# PAGE EXTRACT
──────────────────────────────

Cranfield Rowell: Girl Scout Cookie Tactics Are Patently Unfair

Tuesday, January 30, 2018 - by Cranfield Rowell

I am a big advocate of youth organizations, sports, and programs. I find that all three incorporate activities that are quite beneficial to any child. They help the development of integral social skills, show the importance of team work, form the will to embrace responsibilities, and nurture an underlying positive attitude. Is there any better feeling for a parent than getting to watch their child mold and sharpen the tools that are imperative for adulthood? It’s exciting to watch a child join an organization or sport where they learn new skills.

“Thanks to the Boy Scouts Billy tied a knot strong enough to withstand pulling a confused grizzly bear out of quicksand!”

“Girls For Change gave Jessica the confidence to start a fundraiser to make every park bicycle biodegradable!”

“The Girl Scouts taught Wendy how to ambush people in front of shopping centers, smile and bat her eyes, and sweetly ask for money in exchange for a small box of moderately unhealthy cookies! They try to run, but those poor souls don’t get far!”

Wait… what?

Yes. I said it. The Girl Scouts are teaching young girls how to use their innate charm and innocence for evil. I applaud the impact the Girl Scouts organization has had in the growth of many great leaders. Almost every female astronaut in history has been a Girl Scout. A great majority of Congresswomen and politicians have been Girl Scouts. The organization is obviously doing great things in the development of strong women. The Girl Scouts teach drive, perseverance and confidence, but I don’t agree with the initiation period required for developing those qualities. It’s like a man gaining confidence, sharpening his hand-eye coordination, and using his keen sight to watch for potential threats by robbing banks, you know, to pay for medical school.

──────────────────────────────

Data entries:
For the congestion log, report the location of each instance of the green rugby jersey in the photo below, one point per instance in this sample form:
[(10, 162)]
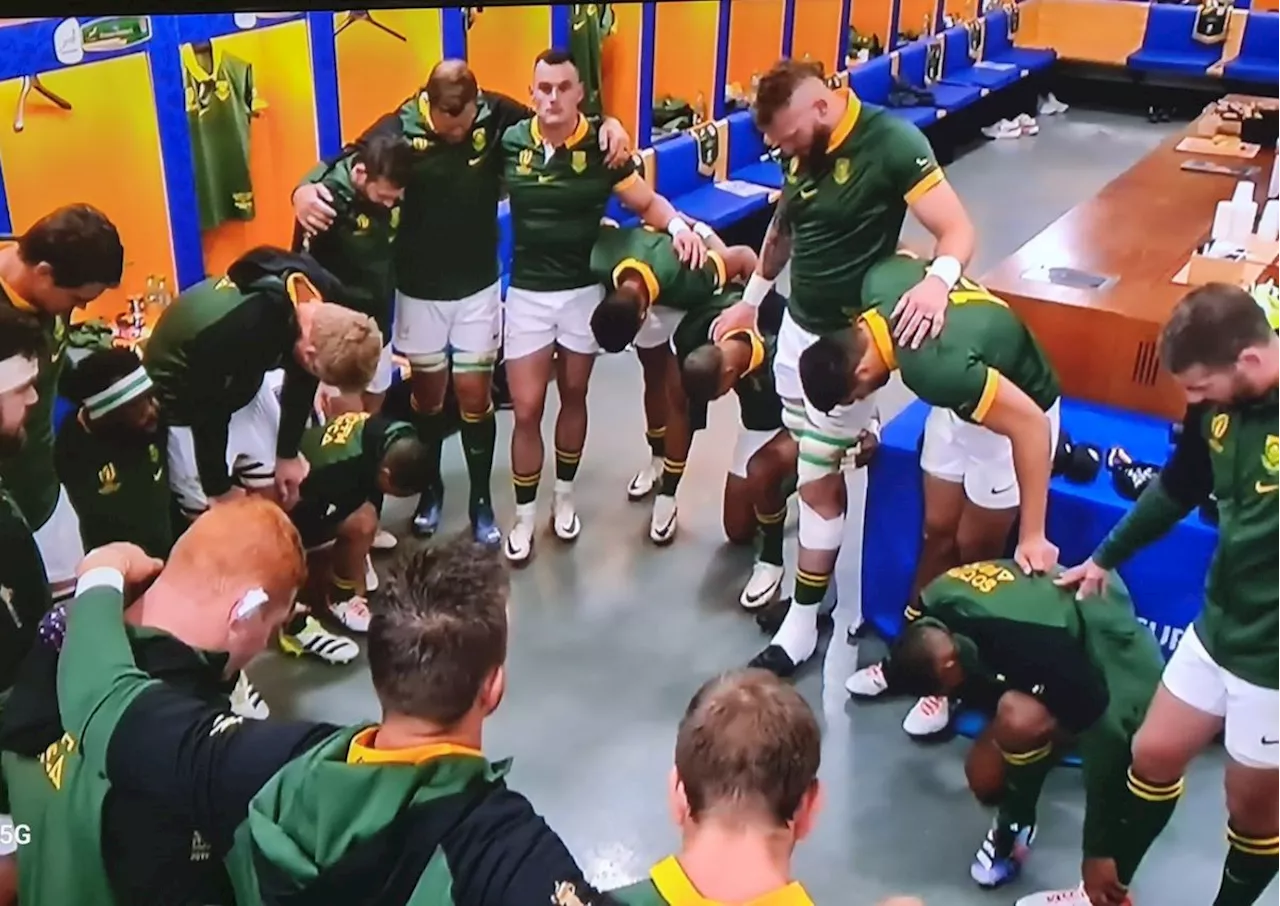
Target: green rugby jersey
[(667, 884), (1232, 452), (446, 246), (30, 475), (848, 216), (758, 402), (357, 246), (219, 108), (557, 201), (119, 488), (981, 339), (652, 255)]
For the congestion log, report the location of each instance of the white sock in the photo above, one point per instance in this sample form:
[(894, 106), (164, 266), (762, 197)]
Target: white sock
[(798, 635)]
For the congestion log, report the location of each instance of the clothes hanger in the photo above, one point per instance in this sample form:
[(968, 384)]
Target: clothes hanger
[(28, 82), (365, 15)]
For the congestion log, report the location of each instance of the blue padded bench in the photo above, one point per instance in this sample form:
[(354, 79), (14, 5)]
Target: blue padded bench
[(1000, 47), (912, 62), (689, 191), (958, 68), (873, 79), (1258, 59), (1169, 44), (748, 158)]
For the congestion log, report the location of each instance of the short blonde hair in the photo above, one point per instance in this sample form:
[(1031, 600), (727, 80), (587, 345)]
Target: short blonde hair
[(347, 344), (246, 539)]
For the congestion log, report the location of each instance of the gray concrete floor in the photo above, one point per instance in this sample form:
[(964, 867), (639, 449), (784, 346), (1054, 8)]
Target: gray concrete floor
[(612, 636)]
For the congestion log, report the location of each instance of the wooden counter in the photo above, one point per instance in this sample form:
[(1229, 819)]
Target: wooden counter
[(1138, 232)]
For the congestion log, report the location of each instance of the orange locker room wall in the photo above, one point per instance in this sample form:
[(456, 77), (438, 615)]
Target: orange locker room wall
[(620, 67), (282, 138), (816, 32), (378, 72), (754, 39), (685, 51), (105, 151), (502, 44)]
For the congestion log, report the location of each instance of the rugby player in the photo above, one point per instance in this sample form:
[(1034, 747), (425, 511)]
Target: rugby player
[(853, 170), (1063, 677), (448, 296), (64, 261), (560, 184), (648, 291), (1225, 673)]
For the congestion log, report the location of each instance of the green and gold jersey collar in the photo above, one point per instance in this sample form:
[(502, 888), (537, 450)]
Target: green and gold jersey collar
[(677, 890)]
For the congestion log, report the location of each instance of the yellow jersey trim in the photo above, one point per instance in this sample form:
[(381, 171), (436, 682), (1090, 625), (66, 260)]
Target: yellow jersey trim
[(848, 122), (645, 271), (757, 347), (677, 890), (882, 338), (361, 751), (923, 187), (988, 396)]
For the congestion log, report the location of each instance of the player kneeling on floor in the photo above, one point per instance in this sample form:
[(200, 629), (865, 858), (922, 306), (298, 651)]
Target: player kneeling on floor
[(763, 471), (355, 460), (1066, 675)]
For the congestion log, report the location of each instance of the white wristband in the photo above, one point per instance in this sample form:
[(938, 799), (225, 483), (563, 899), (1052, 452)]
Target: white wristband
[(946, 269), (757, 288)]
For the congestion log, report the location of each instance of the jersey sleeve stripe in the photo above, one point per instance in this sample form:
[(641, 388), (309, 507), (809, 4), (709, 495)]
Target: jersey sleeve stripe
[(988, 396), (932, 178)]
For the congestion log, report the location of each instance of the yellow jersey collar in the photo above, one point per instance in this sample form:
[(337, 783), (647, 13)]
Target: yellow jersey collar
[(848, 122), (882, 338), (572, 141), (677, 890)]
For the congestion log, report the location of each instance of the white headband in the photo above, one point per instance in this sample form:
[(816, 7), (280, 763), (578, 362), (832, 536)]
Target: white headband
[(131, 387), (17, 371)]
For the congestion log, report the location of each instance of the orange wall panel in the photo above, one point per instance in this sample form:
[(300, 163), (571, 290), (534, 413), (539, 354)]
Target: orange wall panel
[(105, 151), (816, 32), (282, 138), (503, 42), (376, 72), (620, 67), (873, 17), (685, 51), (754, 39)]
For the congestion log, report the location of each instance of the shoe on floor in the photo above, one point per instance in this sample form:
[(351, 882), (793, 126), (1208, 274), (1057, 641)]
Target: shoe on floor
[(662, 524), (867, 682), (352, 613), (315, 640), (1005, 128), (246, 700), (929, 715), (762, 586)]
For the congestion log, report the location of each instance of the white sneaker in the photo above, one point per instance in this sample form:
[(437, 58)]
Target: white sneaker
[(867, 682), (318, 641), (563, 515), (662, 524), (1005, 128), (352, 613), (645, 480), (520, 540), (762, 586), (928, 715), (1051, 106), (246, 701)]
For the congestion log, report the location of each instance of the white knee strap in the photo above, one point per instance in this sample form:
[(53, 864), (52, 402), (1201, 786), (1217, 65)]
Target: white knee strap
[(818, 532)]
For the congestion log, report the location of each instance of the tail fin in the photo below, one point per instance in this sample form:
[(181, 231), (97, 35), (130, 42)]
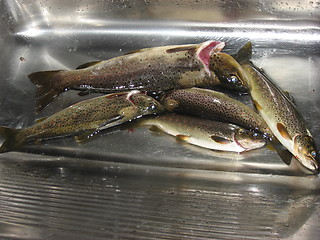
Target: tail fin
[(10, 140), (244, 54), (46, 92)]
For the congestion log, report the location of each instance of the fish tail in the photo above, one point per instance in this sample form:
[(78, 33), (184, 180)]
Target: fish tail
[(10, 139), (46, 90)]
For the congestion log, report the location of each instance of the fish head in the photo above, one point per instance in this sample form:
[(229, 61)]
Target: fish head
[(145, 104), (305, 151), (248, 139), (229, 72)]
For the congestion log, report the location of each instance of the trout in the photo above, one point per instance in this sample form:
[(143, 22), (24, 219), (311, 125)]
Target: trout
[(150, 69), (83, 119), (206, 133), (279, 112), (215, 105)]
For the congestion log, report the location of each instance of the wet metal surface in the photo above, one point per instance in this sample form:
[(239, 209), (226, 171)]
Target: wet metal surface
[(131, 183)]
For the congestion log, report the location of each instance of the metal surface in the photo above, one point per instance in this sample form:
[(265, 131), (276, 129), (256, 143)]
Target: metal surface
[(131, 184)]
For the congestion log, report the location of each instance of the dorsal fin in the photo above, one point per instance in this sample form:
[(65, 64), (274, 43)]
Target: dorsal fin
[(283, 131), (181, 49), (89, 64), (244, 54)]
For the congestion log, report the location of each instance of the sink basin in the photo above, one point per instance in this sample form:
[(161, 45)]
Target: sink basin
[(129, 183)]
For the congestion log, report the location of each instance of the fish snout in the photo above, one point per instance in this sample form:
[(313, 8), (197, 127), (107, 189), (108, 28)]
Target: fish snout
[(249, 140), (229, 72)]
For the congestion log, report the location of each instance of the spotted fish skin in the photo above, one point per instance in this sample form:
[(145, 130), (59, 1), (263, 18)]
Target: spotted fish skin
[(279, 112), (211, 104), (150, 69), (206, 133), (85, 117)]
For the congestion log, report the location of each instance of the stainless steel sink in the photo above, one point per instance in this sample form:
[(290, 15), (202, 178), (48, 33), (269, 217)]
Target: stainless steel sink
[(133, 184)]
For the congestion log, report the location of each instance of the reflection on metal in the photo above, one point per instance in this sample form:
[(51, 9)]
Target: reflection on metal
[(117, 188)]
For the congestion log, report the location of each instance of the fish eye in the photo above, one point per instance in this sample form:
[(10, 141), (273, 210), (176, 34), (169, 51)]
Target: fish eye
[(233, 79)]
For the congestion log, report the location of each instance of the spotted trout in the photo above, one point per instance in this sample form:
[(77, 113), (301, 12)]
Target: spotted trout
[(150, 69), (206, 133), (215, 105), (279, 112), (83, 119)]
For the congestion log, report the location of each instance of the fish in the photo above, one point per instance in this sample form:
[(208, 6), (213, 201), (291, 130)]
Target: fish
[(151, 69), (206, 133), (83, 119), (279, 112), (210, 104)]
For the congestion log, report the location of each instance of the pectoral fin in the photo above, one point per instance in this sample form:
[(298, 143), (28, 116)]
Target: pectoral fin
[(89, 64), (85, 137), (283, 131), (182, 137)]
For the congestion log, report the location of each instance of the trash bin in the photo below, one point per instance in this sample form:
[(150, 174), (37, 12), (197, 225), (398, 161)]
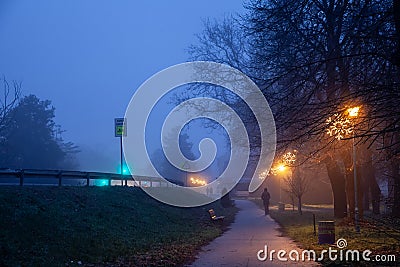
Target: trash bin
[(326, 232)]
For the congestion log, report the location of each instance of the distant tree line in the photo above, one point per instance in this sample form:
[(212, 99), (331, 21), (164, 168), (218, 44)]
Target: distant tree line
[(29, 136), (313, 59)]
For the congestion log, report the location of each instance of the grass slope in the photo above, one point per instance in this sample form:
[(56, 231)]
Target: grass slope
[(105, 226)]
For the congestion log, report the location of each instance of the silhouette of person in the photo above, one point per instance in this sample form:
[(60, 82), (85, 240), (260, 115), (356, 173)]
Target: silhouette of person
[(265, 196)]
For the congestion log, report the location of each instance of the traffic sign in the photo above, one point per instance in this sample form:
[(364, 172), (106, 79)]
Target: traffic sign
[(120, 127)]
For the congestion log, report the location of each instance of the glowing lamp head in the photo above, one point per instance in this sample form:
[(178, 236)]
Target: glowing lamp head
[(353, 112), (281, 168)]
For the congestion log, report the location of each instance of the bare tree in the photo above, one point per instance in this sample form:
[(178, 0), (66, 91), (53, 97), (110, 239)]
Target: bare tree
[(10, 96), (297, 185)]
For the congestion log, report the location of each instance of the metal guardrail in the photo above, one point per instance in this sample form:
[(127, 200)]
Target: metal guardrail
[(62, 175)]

──────────────────────────────

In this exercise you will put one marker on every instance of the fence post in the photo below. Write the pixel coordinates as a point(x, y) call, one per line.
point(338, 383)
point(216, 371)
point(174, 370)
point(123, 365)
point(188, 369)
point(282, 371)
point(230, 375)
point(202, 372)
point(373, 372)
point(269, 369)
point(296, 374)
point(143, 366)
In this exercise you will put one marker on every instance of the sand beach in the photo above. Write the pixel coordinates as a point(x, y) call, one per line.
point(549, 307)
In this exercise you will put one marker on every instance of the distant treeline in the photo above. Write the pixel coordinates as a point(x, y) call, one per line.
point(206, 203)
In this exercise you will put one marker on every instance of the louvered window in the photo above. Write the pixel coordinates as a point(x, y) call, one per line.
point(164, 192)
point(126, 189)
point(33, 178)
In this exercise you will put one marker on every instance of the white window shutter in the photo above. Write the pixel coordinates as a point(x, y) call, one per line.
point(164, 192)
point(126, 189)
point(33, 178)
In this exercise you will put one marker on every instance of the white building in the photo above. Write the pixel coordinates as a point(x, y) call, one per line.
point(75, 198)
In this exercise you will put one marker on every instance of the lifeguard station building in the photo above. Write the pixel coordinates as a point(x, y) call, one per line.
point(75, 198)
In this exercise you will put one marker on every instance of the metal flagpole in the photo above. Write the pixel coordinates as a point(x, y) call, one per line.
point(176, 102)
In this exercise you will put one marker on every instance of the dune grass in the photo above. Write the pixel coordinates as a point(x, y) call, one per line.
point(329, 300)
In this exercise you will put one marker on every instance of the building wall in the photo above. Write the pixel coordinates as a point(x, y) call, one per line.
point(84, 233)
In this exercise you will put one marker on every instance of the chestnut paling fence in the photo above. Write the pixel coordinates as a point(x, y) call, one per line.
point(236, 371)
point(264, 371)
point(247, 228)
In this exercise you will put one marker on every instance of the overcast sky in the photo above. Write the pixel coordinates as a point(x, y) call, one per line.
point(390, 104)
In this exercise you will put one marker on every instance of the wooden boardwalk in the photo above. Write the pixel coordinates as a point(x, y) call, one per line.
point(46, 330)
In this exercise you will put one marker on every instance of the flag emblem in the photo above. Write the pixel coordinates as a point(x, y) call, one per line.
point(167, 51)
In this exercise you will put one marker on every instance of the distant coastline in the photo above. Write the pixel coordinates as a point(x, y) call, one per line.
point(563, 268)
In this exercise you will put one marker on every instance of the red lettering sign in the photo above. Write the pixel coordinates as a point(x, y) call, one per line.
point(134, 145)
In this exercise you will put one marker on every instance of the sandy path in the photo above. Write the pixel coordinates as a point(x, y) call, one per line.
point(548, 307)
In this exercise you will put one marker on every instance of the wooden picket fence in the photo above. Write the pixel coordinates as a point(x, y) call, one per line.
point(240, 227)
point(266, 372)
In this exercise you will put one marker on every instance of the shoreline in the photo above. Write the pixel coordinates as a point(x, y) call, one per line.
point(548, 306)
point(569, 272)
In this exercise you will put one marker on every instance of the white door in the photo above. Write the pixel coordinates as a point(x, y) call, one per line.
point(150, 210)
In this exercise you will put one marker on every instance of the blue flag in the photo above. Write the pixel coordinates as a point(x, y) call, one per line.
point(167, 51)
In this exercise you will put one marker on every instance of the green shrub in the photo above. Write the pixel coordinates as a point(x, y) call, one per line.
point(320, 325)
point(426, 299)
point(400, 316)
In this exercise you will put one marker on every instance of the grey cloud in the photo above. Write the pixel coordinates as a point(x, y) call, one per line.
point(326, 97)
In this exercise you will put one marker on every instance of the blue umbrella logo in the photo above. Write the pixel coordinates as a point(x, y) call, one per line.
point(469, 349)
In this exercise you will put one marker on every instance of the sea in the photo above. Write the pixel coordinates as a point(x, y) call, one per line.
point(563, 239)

──────────────────────────────

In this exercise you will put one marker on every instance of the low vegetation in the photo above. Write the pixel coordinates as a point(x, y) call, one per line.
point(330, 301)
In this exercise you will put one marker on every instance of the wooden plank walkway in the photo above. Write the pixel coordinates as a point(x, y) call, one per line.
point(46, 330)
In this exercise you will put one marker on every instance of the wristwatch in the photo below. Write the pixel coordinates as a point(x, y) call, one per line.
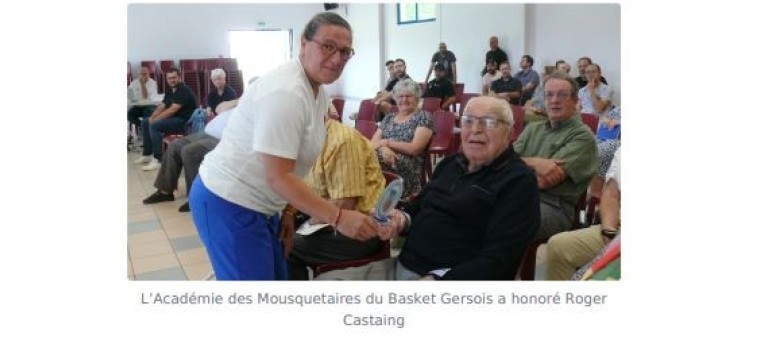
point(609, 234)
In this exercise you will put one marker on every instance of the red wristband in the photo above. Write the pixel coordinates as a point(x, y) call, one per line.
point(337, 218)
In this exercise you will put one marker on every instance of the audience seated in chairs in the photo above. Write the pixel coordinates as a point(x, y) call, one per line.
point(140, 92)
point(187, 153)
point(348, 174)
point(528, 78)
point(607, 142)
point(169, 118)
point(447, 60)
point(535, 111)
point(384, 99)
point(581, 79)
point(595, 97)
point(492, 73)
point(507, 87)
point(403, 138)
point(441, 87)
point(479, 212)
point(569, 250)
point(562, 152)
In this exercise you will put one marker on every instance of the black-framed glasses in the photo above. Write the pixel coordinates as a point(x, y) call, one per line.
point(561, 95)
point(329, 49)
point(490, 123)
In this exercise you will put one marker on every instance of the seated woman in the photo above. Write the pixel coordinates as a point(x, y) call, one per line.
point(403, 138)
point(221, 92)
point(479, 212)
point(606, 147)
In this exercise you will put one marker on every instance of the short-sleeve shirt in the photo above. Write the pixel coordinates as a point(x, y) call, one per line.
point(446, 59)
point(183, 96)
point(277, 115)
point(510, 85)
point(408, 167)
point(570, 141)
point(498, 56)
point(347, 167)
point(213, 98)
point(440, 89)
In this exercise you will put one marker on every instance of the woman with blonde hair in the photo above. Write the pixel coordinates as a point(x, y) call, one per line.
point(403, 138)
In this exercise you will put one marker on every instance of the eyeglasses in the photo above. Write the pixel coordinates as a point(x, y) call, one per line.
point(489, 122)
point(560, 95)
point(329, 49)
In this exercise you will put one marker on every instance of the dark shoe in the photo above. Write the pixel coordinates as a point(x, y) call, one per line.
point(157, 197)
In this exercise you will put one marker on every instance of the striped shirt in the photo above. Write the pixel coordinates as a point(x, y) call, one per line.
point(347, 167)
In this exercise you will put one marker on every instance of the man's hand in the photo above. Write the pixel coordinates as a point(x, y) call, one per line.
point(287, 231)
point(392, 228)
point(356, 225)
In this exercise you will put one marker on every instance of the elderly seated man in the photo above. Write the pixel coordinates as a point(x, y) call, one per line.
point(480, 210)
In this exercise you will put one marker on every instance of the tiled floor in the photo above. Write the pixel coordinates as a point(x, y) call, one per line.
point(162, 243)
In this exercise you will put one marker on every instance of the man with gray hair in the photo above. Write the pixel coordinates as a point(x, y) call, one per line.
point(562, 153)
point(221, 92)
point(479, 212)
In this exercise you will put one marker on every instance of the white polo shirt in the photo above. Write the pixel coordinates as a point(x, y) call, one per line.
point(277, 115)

──────────────────────────────

# WORK INSTRUCTION A
Answer these questions about the Girl Scout cookie column:
(i) On what date was it published?
(ii) What did Girls For Change give Jessica the confidence to do?
(iii) What does it say almost every female astronaut in history has been?
# WORK INSTRUCTION B
Translate this sentence from the Girl Scout cookie column into Spanish: "Almost every female astronaut in history has been a Girl Scout."
# WORK INSTRUCTION C
Continue the Girl Scout cookie column from where it stops.

# OUTPUT A
(i) Tuesday, January 30, 2018.
(ii) Start a fundraiser to make every park bicycle biodegradable.
(iii) A Girl Scout.

# OUTPUT B
Casi todas las mujeres astronautas de la historia han sido Girl Scouts.

# OUTPUT C
Girl Scout cookies are great. You can’t just eat one. Thin mints are heavenly cavities. Peanut butter cookies might as well be baked nicotine. Every cookie tastes incredible. Every young Girl Scout knows it. She knows you know it. She’s your dealer. You’ve been strong for almost a year, but she knows you weaken when she flashes one of her rectangle boxes of savory shame.

I do admit that I have purposely left my wallet in the car, taking just a small amount of cash with me into the store. At times, I have made the mistake of carrying my wallet with me. Then you hear it. “Do you want some Girl Scout cookies?” You turn around to be greeted by the smile of a cute girl. If there is more than one girl… well… game over. If you watch closely you can watch the Girl Scout transform into Charon of Greek mythology. You can’t board the boat to cross into the great beyond without payment. The transformation starts at eye contact. Before you know it, you’re broke. The truth is that you’ve been mugged.

I do understand that Girl Scout cookies are used for fundraisers. But isn’t there something else your talented Girl Scouts can sell? Who knows what the Girl Scouts are using with all the profits. I hope they’re rebuilding the ozone layer with some device I can write my initials on to show my loyal contributions to the Girl Scouts of America.

The Girl Scouts do great things for girls and women worldwide. While I question their tactics, I can’t argue their results. Especially since it is very difficult to argue while eating two thin mints.